==== Page extract ====
See all Blog posts

How EDITED automated retail’s biggest problem with Product Matching

Introducing the new EDITED Product Matching API feature and how it gives retailers unparalleled visibility into their products across various markets and regions.

After one of the toughest trading periods in history, strategic product positioning with the right retail data can make or break your business. 

Thanks to the internet and social media, trends are no longer contained to their respective regions as consumers yearn for an aesthetic inspired from the other side of the world. This means that retailers not only need to turn around the latest global trends but also determine their most optimum product positioning in each respective market. This analysis could cost a company millions of dollars when considering the amount of labor and resources required. So over the past 1.5 years, The EDITED Team set out to solve the complex task of Product Matching – something yet to be available or achieved without manual labor. It can track the places these products are sold or find similar examples of a specific product. 

As the world’s largest retail dataset with over 3.5 billion+ SKUs, the EDITED Retail Intelligence Platform is able to filter and analyze specific markets, retailers, brands, colors, patterns or garment categories. In this report, we illustrate how Product Matching can assist with the problems and constraints the industry is facing, as well as highlight the untapped opportunities retailers can leverage to succeed in today’s retail climate. 

Want to see how your products are performing across various global markets in one place? Reach out for a demo today. 

The problem

Retailers lose millions of dollars every year because of poorly positioned products, pricing behaviors that fall outside of agreements and promotions they have no idea about . The growth of ecommerce has meant that traditional partnerships have moved online. With third-party websites like Zalando, ASOS and Net-a-Porter stocking more brands than ever before, wholesale and pricing teams are facing an increasing battle for visibility. It’s critical for retailers to ensure their pricing is competitive compared to similar products and that their own assortment, wherever it is being sold, is priced consistently.
==== Given records ====
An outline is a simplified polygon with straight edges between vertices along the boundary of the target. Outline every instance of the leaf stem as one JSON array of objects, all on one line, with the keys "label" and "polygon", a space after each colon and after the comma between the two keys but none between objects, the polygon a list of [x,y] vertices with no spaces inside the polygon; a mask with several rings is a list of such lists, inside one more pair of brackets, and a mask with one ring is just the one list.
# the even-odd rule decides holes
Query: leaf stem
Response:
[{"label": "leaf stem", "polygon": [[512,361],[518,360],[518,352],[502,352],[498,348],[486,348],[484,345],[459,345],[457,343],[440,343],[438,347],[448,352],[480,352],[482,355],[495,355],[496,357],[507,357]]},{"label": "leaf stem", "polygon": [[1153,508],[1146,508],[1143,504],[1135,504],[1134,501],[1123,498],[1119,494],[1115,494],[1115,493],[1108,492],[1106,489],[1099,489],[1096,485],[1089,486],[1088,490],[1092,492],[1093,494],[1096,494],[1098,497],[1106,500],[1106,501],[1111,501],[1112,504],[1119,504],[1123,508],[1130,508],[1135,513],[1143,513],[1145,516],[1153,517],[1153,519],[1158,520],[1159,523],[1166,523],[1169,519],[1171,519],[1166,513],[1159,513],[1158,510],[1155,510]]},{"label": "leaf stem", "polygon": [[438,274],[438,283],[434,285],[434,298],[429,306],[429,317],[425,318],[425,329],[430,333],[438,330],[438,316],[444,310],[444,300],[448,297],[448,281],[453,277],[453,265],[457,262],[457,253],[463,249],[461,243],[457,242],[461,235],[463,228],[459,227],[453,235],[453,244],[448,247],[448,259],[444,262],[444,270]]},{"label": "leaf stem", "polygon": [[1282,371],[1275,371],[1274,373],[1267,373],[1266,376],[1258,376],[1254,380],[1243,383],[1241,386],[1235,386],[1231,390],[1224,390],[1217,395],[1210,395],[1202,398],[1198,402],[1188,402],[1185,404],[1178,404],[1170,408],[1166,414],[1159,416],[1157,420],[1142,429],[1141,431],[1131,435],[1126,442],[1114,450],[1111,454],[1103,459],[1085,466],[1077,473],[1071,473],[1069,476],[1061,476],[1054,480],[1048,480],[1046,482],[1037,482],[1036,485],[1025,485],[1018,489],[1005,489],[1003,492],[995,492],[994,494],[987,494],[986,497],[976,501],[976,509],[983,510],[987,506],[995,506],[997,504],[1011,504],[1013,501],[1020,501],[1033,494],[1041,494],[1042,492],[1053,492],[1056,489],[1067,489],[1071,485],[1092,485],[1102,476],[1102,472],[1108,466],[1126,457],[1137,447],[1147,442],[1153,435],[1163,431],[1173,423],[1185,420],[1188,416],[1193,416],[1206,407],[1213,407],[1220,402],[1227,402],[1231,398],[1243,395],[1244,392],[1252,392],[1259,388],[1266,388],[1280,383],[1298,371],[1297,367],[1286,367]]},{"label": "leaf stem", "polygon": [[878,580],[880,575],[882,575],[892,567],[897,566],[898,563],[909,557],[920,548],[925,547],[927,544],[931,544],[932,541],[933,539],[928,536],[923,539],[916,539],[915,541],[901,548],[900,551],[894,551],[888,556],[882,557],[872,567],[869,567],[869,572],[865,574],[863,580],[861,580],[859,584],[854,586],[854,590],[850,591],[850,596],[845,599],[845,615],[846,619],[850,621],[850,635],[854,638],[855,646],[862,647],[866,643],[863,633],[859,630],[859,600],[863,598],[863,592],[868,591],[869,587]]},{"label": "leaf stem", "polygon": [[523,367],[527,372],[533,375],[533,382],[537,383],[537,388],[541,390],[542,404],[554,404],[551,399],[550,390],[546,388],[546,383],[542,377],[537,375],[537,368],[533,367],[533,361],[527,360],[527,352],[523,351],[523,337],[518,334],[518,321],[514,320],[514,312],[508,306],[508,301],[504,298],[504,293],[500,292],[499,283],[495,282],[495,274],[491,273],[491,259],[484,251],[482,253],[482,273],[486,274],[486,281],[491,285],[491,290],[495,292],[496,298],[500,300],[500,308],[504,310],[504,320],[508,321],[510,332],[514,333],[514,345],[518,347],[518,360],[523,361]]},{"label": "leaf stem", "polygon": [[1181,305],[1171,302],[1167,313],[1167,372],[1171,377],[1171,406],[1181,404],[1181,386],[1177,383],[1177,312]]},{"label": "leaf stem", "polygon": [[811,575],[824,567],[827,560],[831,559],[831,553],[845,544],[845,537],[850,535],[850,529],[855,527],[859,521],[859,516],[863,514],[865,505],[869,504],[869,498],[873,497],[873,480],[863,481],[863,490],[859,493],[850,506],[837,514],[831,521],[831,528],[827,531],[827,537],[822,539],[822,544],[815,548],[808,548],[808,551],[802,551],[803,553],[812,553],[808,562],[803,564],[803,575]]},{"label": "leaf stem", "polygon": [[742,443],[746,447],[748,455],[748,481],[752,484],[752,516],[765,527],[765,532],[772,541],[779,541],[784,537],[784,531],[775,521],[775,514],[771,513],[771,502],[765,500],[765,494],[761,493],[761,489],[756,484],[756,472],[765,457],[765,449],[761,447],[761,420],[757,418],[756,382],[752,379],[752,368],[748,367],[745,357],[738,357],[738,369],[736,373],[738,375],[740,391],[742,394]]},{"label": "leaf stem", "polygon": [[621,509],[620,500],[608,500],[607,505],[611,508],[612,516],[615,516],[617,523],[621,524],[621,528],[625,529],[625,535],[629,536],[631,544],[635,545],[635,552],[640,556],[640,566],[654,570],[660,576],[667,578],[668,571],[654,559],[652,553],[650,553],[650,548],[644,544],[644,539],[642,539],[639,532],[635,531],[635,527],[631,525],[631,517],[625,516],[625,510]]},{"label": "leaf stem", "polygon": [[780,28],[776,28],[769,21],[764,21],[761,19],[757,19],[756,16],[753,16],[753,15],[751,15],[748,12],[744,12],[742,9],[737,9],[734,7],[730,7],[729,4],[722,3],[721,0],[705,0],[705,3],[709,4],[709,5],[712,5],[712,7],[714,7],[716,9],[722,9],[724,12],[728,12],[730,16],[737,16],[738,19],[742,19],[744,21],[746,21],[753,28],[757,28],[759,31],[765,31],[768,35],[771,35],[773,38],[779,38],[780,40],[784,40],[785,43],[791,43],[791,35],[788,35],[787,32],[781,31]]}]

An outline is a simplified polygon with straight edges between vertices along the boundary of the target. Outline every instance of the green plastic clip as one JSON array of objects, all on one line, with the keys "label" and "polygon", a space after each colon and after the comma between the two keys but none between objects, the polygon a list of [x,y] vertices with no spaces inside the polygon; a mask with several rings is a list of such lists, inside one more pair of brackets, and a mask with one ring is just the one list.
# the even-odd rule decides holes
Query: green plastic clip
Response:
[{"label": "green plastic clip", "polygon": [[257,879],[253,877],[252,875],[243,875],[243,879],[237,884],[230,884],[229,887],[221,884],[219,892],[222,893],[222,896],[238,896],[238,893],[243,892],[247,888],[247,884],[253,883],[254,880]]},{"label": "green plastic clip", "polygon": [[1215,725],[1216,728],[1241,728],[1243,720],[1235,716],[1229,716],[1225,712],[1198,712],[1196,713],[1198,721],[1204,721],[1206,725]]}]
====
*What the task requires*:
Pick up the blog post about EDITED's Product Matching feature after its last sentence and continue it.

*Result of this exercise*:
Currently, this process is incredibly time consuming for a retailer to do and is virtually impossible to scale. Market analysis of brand positioning can take weeks and by the time the analysis is done, it’s already out of date. Reliance on outdated, manual processes that are entirely dependent on employee resources cost brands and retailers millions of dollars in missed opportunities every year, which is why EDITED has worked hard to solve this. 

What is Product Matching? 

The EDITED Product Matching technology uses machine learning to identify all exact and similar instances of a product in our database. We define an exact product match as one that matches on garment category, color, pattern and brand, but is sold at a different retailer or in a different market. However, a similar product match is a product that has more deviation such as a different color, pattern or brand.

For example, this “Belted Striped Dress” is sold at Farfetch in the UK. Exact matches with other “Striped Belted Dresses” are also sold at Farfetch, but in different markets. This allows the user to see how this product’s price has changed globally. 

product matching

In comparison, this product has similar matches to other “Belted Dresses.” They belong to the same brand (Peserico) and have the same color (neutral), but a different pattern (plain vs. striped). 

product matching

In a database of a hundred billion products, identifying matches isn’t easy. Now imagine trying to teach a machine to do this with accuracy, and without sacrificing value and scale at that. 

product matching

Our first universe

As you can imagine, it was no easy feat. In most cases, there is no common naming convention or SKU across retailers, and images can vary slightly. Manual tests, such as sifting for matched products through our database, had to be done in order to figure out the best way to maximize accuracy for the AI. 

A high level of accuracy was pertinent for our first focus of luxury retail. The industry raked in $45 billion in 2020 alone, so making sure your products are competitively positioned across this market is crucial. The inclusion of high-end luxury products in mass promotions was costing retailers valuable market share, as well as the hearts and minds of their core customer base. Through market research and collaboration with our customers, we created the Luxury Fashion Universe, where it stands at 60 million products, covering 12 markets, over 650 retailers and across women, mens, girls, boys and unisex products). 

With over two years of retail data in the EDITED Product Marketing feature, we utilized the information collected through our trackers (i.e. images, name, description, brand, color, garment category and gender) to match products, thereby creating the Luxury Universe and other analyzed retail markets. Put simply, our team has achieved an incredible feat by teaching a machine to recommend exact or similar product matches for each dedicated retail market, automating this laborious and never before seen process in the industry. 

So how does it really work?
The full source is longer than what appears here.